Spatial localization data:
:::
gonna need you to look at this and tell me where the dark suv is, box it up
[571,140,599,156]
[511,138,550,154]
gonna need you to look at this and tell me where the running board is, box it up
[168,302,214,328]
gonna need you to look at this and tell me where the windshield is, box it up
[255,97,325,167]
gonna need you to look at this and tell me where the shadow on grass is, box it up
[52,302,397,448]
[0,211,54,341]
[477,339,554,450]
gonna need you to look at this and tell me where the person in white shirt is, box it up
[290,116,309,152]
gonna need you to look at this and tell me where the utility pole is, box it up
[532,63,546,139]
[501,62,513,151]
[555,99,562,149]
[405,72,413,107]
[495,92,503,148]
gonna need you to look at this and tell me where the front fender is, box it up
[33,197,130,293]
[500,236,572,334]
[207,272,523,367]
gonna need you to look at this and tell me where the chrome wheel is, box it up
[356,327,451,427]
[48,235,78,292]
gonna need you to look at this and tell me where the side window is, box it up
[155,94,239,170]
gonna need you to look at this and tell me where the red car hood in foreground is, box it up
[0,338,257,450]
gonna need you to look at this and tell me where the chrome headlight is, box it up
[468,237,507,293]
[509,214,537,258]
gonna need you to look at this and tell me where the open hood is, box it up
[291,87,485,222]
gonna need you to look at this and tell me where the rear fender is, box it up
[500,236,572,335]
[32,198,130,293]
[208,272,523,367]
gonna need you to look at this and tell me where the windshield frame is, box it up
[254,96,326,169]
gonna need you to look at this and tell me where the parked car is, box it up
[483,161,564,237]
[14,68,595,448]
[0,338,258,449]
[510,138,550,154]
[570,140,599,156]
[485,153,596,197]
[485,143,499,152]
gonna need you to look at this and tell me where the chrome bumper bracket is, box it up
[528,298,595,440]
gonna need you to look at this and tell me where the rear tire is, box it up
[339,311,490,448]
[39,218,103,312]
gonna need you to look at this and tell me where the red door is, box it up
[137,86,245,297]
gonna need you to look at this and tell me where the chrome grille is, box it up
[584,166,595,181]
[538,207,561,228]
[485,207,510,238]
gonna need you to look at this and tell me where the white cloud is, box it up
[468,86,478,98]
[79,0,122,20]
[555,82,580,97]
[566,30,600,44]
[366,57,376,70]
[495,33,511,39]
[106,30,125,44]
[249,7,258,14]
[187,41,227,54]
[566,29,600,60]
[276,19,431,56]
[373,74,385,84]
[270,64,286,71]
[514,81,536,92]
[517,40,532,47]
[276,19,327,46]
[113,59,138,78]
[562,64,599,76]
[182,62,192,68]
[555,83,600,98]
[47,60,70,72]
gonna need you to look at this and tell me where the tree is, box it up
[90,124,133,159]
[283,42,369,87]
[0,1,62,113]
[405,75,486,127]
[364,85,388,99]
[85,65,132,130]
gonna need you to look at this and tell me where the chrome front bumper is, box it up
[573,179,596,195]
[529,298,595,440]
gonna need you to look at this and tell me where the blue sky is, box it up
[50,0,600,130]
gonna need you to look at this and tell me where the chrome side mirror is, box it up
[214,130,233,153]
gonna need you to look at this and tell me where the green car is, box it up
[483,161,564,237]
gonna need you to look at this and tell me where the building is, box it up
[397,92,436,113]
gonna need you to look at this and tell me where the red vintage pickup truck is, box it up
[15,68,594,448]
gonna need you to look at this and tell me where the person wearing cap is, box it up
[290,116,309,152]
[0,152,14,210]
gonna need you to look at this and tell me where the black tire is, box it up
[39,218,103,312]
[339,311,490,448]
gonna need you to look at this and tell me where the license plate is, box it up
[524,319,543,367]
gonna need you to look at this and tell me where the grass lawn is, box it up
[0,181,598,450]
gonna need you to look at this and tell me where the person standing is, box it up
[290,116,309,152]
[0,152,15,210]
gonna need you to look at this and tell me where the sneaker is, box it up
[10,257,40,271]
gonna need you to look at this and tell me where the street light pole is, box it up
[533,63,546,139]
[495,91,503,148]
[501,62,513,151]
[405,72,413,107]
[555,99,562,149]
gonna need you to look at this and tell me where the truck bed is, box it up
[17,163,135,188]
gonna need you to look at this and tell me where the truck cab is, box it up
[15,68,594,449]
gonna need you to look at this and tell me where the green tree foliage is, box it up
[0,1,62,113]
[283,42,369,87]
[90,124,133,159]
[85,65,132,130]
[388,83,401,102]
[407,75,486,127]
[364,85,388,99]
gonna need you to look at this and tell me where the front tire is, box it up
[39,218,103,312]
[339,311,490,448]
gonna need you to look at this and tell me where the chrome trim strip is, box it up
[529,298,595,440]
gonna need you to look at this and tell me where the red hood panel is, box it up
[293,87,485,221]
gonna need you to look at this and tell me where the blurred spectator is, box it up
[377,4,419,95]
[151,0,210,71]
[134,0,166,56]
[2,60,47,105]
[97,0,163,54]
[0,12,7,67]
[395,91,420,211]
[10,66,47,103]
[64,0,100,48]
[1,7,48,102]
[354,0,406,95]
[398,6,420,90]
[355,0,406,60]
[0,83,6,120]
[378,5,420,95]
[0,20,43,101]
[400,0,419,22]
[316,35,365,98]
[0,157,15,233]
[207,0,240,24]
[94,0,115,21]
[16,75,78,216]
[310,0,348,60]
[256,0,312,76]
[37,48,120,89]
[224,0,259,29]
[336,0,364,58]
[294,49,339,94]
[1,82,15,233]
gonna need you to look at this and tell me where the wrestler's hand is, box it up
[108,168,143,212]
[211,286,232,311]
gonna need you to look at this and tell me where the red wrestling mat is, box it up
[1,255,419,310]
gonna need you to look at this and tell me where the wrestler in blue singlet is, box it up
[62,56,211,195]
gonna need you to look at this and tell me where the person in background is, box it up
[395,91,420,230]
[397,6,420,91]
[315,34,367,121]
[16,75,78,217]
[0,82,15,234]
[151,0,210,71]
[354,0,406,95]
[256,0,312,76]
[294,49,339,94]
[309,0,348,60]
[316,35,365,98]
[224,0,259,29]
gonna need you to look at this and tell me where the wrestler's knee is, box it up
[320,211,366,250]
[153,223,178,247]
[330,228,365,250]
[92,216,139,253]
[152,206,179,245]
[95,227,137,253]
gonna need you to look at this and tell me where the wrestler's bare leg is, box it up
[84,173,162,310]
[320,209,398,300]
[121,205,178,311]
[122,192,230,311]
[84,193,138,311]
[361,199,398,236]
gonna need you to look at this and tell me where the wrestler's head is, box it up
:::
> _What is expected_
Output the entries exactly.

> _Exercise solution_
gonna need you to look at this and tell me where the dark suv is, box it up
[571,140,599,156]
[511,138,550,154]
gonna need you to look at this and tell me where the running board is, box it up
[168,302,214,328]
gonna need you to look at this and tell me where the windshield is, box it up
[255,97,325,167]
gonna need you to look at this and tell me where the shadow on grass is, box it up
[52,302,397,448]
[0,211,54,341]
[477,339,554,450]
gonna need you to look at this and tell me where the person in white shirt is, box it up
[290,116,309,152]
gonna need you to look at this and tell me where the utility pole is, box it up
[532,63,546,139]
[501,62,513,151]
[555,99,562,149]
[405,72,413,107]
[495,92,503,148]
gonna need you to look at this and tell me where the front fender is, box it up
[33,197,130,293]
[500,236,572,334]
[207,272,523,367]
gonna need you to look at this and tell me where the chrome wheel is, box it up
[356,327,451,427]
[48,235,78,292]
gonna need you to look at this and tell me where the side window is, box it up
[155,94,239,170]
gonna need you to look at this and tell me where the red car hood in foreground is, box it up
[0,338,257,450]
gonna need you to look at this and tell me where the chrome headlight is, box it up
[468,237,507,293]
[509,214,537,258]
gonna need you to look at this and tell me where the open hood is, box it up
[291,87,485,222]
gonna need you to look at this and tell me where the rear fender is, box it up
[500,236,572,335]
[32,198,130,293]
[208,272,523,367]
gonna need you to look at this and tell me where the windshield frame is, box it up
[254,96,326,169]
gonna need you to look at this and tell me where the parked car is, box it up
[483,161,564,237]
[14,68,595,448]
[0,338,258,449]
[510,138,550,154]
[570,140,599,156]
[485,153,596,197]
[485,143,499,152]
gonna need you to look at this and tell me where the chrome bumper bracket is, box it up
[528,298,595,440]
gonna need you to look at this and tell me where the rear tire is, box it up
[339,311,490,448]
[39,218,103,312]
gonna need you to look at this and tell me where the red door is, box it up
[137,86,245,297]
gonna need you to look at this and tell me where the chrome grille is, box it up
[584,166,595,181]
[538,207,561,228]
[485,207,510,238]
gonna need you to look at this and tell me where the white cloud is, box it up
[468,86,478,98]
[79,0,122,20]
[555,82,580,97]
[566,30,600,44]
[366,57,376,70]
[495,33,511,39]
[106,30,125,44]
[249,7,258,14]
[187,41,227,54]
[566,29,600,60]
[276,19,431,56]
[373,74,385,84]
[270,64,286,71]
[514,81,536,92]
[517,40,532,47]
[276,19,327,46]
[113,59,138,78]
[562,64,599,76]
[182,62,192,68]
[555,83,600,98]
[47,60,70,72]
gonna need you to look at this and tell me where the tree is, box it up
[90,124,133,159]
[283,42,369,87]
[0,1,62,113]
[405,75,486,127]
[364,85,388,99]
[85,65,132,130]
gonna need you to look at this and tell me where the chrome front bumper is, box it up
[573,179,596,195]
[529,298,595,440]
gonna need you to look at this and tell me where the blue sky is, box it up
[50,0,600,130]
gonna need you to look at this and tell me where the chrome side mirror is, box it up
[214,130,233,153]
gonna need you to look at this and tell me where the green car is, box it up
[483,161,564,237]
gonna need you to look at this and tell me where the building is, box it up
[397,92,436,113]
gonna need you to look at this and tell me where the red vintage pickup truck is, box it up
[15,68,594,448]
gonna need you to look at this and tell me where the person wearing cap is, box it up
[290,116,309,152]
[0,152,14,210]
gonna need you to look at this and tell me where the black tire is, box it up
[39,218,103,312]
[339,311,490,448]
gonna need you to look at this and tell me where the license plate is, box it up
[524,319,543,367]
gonna need you to look at this and tell me where the grass lawn is, box it up
[0,181,598,450]
gonna need you to look at this and tell me where the person standing is, box it up
[290,116,309,152]
[0,152,15,210]
gonna need you to look at this and tell me where the sneaker is, box it up
[10,257,40,271]
gonna need you to look at this and tell me where the street light pole is, box it up
[533,63,546,139]
[495,91,503,148]
[501,62,513,151]
[405,72,413,107]
[555,99,562,149]
gonna need you to look at this and tell me where the truck bed is, box it up
[17,163,135,188]
gonna need you to look at this and tell me where the truck cab is, box it up
[15,68,594,449]
gonna need you to look at this and tell me where the green tree foliage is, box it up
[0,1,62,113]
[283,42,369,87]
[90,124,133,159]
[85,65,132,130]
[388,83,401,102]
[407,75,486,127]
[364,85,388,99]
gonna need you to look at this and tell me where the front tire is, box it up
[39,218,103,312]
[339,311,490,448]
gonna need you to look at this and tell me where the chrome trim strip is, box it up
[529,298,595,440]
gonna need you to look at this and tell me where the red hood panel is, box it up
[293,87,485,221]
gonna need you to look at this and tell me where the blurred spectator is, box it up
[377,4,419,95]
[151,0,210,71]
[134,0,166,56]
[2,60,47,105]
[97,0,163,54]
[0,12,7,67]
[395,91,420,211]
[10,66,47,103]
[64,0,100,48]
[1,7,48,102]
[354,0,406,95]
[398,6,420,90]
[355,0,406,60]
[0,83,6,120]
[378,5,420,95]
[0,20,43,101]
[400,0,419,22]
[316,35,365,98]
[0,157,15,233]
[207,0,240,24]
[94,0,115,21]
[16,75,78,216]
[310,0,348,60]
[256,0,312,76]
[37,48,120,89]
[224,0,259,29]
[336,0,364,58]
[294,49,339,94]
[1,82,15,233]
gonna need you to look at this and tell me where the wrestler's hand is, box it up
[108,168,143,212]
[211,286,232,311]
gonna need you to look at this and tell me where the red wrestling mat is, box it up
[1,255,419,310]
gonna need you to look at this and tell me where the wrestler in blue singlet is, box it up
[62,56,211,195]
gonna need you to look at this and tell me where the person in background is, box it up
[395,91,420,230]
[397,6,420,91]
[315,34,367,121]
[16,75,78,217]
[0,82,15,234]
[151,0,210,71]
[354,0,406,95]
[256,0,312,76]
[294,49,339,94]
[309,0,348,60]
[316,35,365,98]
[224,0,259,29]
gonna need you to look at this and tell me where the wrestler's knee is, box it up
[320,211,366,250]
[153,223,178,247]
[330,228,365,250]
[92,216,139,253]
[152,206,179,245]
[95,227,137,253]
gonna need you to look at this and tell me where the wrestler's bare leg is, box it up
[84,173,162,310]
[320,209,398,300]
[121,205,178,311]
[122,192,230,311]
[84,193,138,311]
[361,199,398,236]
gonna need you to look at this and tell me where the wrestler's head is, box it up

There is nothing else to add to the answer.